Entre a Luz e o Tempo.
Por Igor Biagioni Rodrigues.
Contém spoilers!
O famoso jogo criado por Neil Druckmann ganha aqui sua adaptação em live action. As adaptações de jogos de video game, durante muito tempo, sofreram no quesito qualidade, mas de um tempo para cá, com produções como Sonic e Arcane, essa "maldição" vem sendo quebrada. E, pelo menos nesse início de "The Last of Us", vai continuar sendo assim, uma vez que, esse primeiro episódio inicia a série de uma maneira bastante sólida e promissora.
O episódio começa com um talk show nos anos sessenta, em que especialistas debatem sobre pandemias (uma singela piscadela para o nosso mundo), e um dos personagens questiona como a humanidade sairia derrotada se uma pandemia de fungos se iniciasse. Foi uma maneira bem inteligente de começar a série, pois além do fato de nos apresentar uma forma de conversa televisiva que vivenciamos muito devido à pandemia do Covid-19, o debate já explica a dinâmica da situação apocalíptica do jogo que viria acontecer no mundo trazendo, logo de início, uma tensão.
A série deixa bem claro que apesar de toda ação e zumbis que virão, ela será essencialmente sobre a vida. Sobre a vida e suas relações, sobre sobreviver a qualquer custo, lutando por isso, assim como um fungo. Joel e Ellie dependeram um do outro, em uma relação de sobrevivência física e moral. Um sendo o fungo do outro.
Depois desse início de prenúncio de terror apresentado no programa de TV, temos um longo e ótimo prólogo onde conhecemos Sarah (Nico Parker) e seu pai, Joel (Pedro Pascal). As diferenças entre pai e filha são gritantes. Sarah é uma adolescente mais responsável que seu pai, cuida dele e se preocupa com ele. É o dia do aniversário de Joel, para ele não significa nada, uma vez que já parou no tempo e um dia a mais em sua vida significa um dia a menos, enquanto para Sarah, é preciso comemorar. Ela quer consertar seu pai. Depois do café da manhã ela vai para escola. Durante a aula, uma luz reflete no relógio de um colega e atrapalha as anotações da garota. Após a aula ela vai no relojoeiro para arrumar o relógio de Joel (percebemos como objeto relógio é muito significativo nesse primeiro episódio).
Vamos acompanhando o dia desses dois, que mal sabiam que tudo mudaria. O diretor vai colocando pequenas dicas do que está por vir e vemos como os personagens estão alheios a tudo, mas que o dia vai ficando cada vez mais estranho. Quando Sarah está visitando seus vizinhos, em uma cena enquanto ela olha DVDs na estante, vemos de forma desfocada a mãe da vizinha de Sarah (que estava sofrendo algum processo de demência) se contorcendo. É brilhante a ideia da personagem estar desfocada, isso mostra que o perigo está ali presente, porém ainda não foi visto.

TAREFA: Dê sequência à crítica sobre o primeiro episódio de "The Last of Us", começando logo depois da última frase. As linhas vêm de outra fonte e não têm relação com a crítica.

TRECHOS DAS LINHAS:
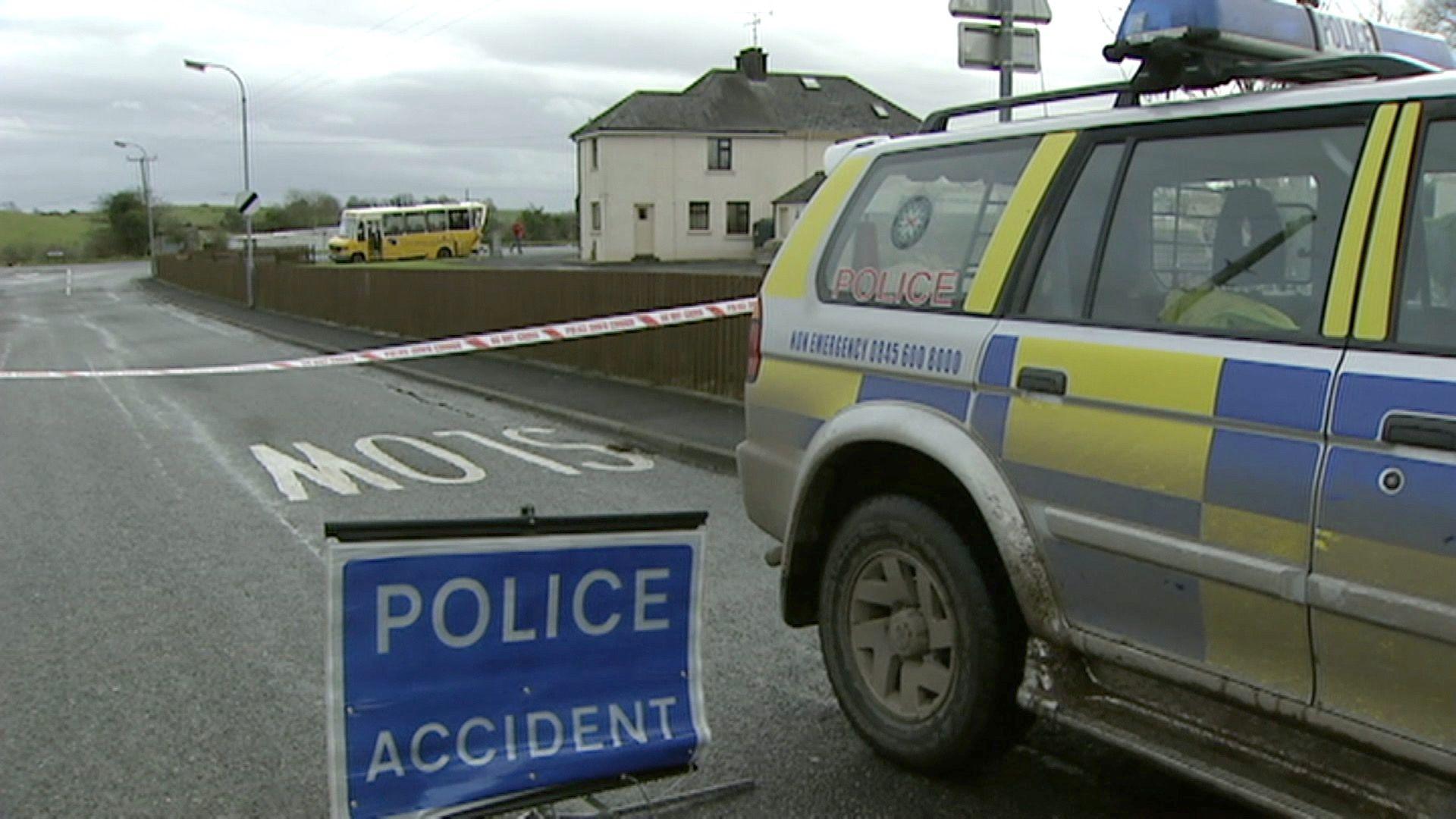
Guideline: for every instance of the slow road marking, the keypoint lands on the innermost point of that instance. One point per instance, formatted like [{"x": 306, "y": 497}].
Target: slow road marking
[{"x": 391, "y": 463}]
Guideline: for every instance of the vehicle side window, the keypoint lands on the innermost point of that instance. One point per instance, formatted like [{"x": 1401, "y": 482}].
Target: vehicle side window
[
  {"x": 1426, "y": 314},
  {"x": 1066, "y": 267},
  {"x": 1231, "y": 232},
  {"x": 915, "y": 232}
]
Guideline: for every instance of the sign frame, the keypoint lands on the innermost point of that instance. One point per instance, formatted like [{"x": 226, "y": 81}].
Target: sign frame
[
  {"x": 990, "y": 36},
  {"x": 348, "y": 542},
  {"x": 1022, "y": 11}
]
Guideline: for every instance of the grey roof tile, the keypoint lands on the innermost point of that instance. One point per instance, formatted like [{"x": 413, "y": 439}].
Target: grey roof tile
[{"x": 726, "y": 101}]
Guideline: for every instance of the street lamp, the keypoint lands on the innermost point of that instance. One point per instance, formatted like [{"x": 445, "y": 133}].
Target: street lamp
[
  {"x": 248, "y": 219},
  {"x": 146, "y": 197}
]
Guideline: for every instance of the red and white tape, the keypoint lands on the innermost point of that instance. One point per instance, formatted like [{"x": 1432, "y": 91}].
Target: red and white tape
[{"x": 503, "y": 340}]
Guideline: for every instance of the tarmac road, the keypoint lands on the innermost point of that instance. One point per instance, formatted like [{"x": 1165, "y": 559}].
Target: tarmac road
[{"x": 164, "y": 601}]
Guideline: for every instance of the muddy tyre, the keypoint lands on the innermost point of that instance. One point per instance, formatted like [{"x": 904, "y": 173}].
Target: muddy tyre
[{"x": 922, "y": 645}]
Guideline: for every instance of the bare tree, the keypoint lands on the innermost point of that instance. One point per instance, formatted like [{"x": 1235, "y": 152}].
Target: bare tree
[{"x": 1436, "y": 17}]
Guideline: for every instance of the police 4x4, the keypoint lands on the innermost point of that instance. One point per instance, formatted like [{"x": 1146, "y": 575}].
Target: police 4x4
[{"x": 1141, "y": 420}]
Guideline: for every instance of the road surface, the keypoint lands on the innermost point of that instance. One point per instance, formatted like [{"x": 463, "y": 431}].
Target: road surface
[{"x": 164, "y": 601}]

RESPOSTA FINAL:
Dessa forma, com pequenos detalhes, vamos tendo noções dos acontecimentos junto com os personagens. Craig Mazin, diretor e roteirista do episódio, foi um dos criadores da minissérie Chernobyl. Lá, os personagens não têm noção do peso dos acontecimentos e acompanhamos tudo através das perspectivas deles, Mazin faz a mesma coisa aqui em "The Last of Us". Isso é de extrema inteligência do roteiro, porque assim, nossas preocupações, perspectivas e medos vão sendo as mesmas que os personagens estão tendo em suas experiências. Um ótimo exemplo disso é quando o apocalipse estoura. Joel, Sarah e Tommy estão no meio do caos tentando fugir da cidade, então o enquadramento da cena muda, e acompanhamos grande parte da sequência através do vidro do carro, com se estivéssemos lá em primeira pessoa, como em um jogo de video game. É absurdamente sufocante.
Depois dessa fuga desesperada, Sarah acaba morrendo. E assim, o apocalipse começa para Joel e seu tempo acaba. A vida como ele conhecia acabou, e seu tempo de vida morreu junto com sua filha. Os próximos vinte anos serão como se ele estivesse inerte. Diante disso, o enquadramento da cena é muito inteligente, deixando o relógio bem no centro da tela.
Temos então um salto no tempo de vinte anos. Acho essa a parte corrida demais e a mais fraca do episódio, tendo em vista que o prólogo é muito bom. O contexto pós- apocalíptico é o padrão: domínio militar, rebeldes contra esse militarismo e um futuro desolado. Apesar da apresentação rápida dos Vaga-lumes, que acabam não cativando muito, e da rápida apresentação da relação de Tess e Joel, essa parte possui significados bem interessantes. Logo no início vemos Joel trabalhando descartando corpos humanos de infectados pelo fungo. As pessoas estão queimando crianças mortas. Crianças são o símbolo do futuro, queimá-las mostra que ali, não existe esperança de futuro.
Mais à frente do episódio, Joel se depara com um texto no muro que diz: "Quando estiver perdido na escuridão, procure pela luz". Mas logo abaixo do texto há uma placa escrito "Perigo". Quão protetora seria essa luz então?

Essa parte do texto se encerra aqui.